EXTRACT TO READ —
▼▼▼

Regenerative Medicine: Questions and Answers
What is regenerative medicine?
Regenerative medicine is a term used to cover different ways scientists can harness the body’s own regenerative capabilities.
What are some examples of regenerative medicines?
An old example is blood. Blood (or blood plasma) from donors is used routinely in hospitals if the patient needs more blood urgently. Another example would be cell therapy, where cells are injected or infused into the patient to trigger regeneration or replace lost cells.
What problems does regenerative medicine seek to solve?
Examples would be osteoporosis (bone density reduction), sarcopenia (muscle loss), arthritis, neurodegeneration, diabetes, heart degeneration, macular degeneration, tendonitis (degeneration of tendons), autoimmune disease (e.g. multiple sclerosis). Many of these are age-related conditions.
Why are there so many medical problems still poorly treated?
This is true, and needs to change. Finding new answers to old problems requires innovation and new thinking. At Exopharm we believe that exosomes (extracellular vesicles naturally secreted by cells and naturally present in our bodies) are a potential game-changer innovation in medicine.
Why are there no exosome products on the market for regenerative medicine yet?

▲▲▲

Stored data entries
▼▼▼

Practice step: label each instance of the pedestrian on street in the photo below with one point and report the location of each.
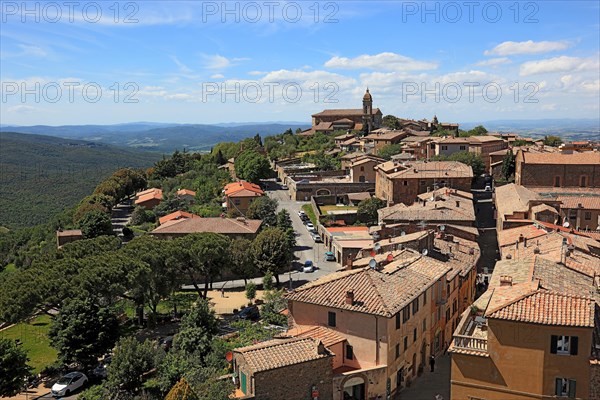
(432, 362)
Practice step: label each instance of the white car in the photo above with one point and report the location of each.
(68, 384)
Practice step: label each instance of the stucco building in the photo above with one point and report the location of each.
(398, 182)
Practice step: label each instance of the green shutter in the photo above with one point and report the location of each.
(572, 385)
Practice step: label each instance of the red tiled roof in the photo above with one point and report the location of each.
(243, 189)
(586, 158)
(548, 308)
(188, 192)
(176, 215)
(216, 225)
(278, 353)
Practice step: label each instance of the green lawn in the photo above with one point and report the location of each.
(324, 209)
(34, 338)
(311, 214)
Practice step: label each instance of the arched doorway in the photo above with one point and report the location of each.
(355, 389)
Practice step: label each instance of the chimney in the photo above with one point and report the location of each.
(505, 280)
(350, 297)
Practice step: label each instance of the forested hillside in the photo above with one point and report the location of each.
(41, 175)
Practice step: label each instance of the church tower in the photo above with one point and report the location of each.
(367, 112)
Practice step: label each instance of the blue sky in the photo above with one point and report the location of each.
(209, 62)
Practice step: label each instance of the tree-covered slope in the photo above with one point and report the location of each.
(41, 175)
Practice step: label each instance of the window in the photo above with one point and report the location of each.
(349, 352)
(557, 181)
(565, 387)
(331, 318)
(405, 314)
(564, 345)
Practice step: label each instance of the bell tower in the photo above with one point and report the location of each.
(367, 112)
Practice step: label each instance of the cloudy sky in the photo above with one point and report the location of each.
(209, 62)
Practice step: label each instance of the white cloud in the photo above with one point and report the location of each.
(382, 62)
(558, 64)
(492, 62)
(528, 47)
(217, 61)
(20, 109)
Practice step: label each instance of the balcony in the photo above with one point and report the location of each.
(470, 336)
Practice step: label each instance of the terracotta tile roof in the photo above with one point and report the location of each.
(216, 225)
(586, 202)
(248, 189)
(277, 353)
(376, 292)
(149, 194)
(548, 308)
(327, 336)
(69, 233)
(182, 192)
(442, 209)
(354, 112)
(429, 169)
(177, 215)
(585, 158)
(508, 237)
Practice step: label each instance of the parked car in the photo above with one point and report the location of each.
(101, 371)
(308, 266)
(166, 343)
(316, 237)
(250, 313)
(68, 384)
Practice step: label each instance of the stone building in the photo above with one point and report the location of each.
(398, 182)
(363, 119)
(291, 369)
(561, 169)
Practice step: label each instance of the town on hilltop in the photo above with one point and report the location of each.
(367, 257)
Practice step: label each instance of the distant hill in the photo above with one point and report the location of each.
(164, 138)
(41, 175)
(567, 129)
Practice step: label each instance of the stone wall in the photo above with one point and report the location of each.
(295, 382)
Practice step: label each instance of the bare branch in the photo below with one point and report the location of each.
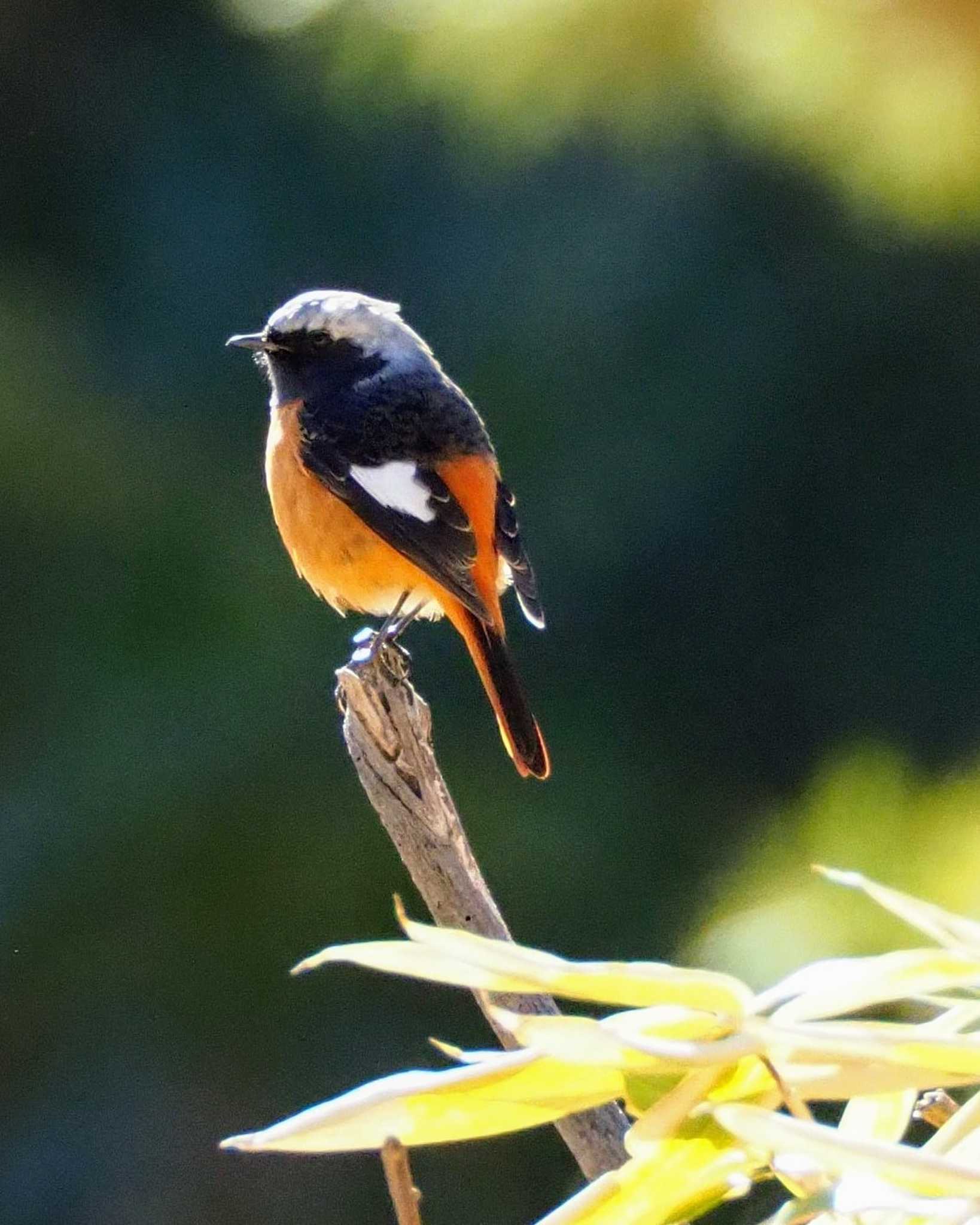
(404, 1194)
(389, 734)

▲▲▲

EXERCISE DETAILS — Transcribe the regenerative medicine Q&A above, covering everything from "What are some" down to "still poorly treated?".

EXPECTED ANSWER —
What are some examples of regenerative medicines?
An old example is blood. Blood (or blood plasma) from donors is used routinely in hospitals if the patient needs more blood urgently. Another example would be cell therapy, where cells are injected or infused into the patient to trigger regeneration or replace lost cells.
What problems does regenerative medicine seek to solve?
Examples would be osteoporosis (bone density reduction), sarcopenia (muscle loss), arthritis, neurodegeneration, diabetes, heart degeneration, macular degeneration, tendonitis (degeneration of tendons), autoimmune disease (e.g. multiple sclerosis). Many of these are age-related conditions.
Why are there so many medical problems still poorly treated?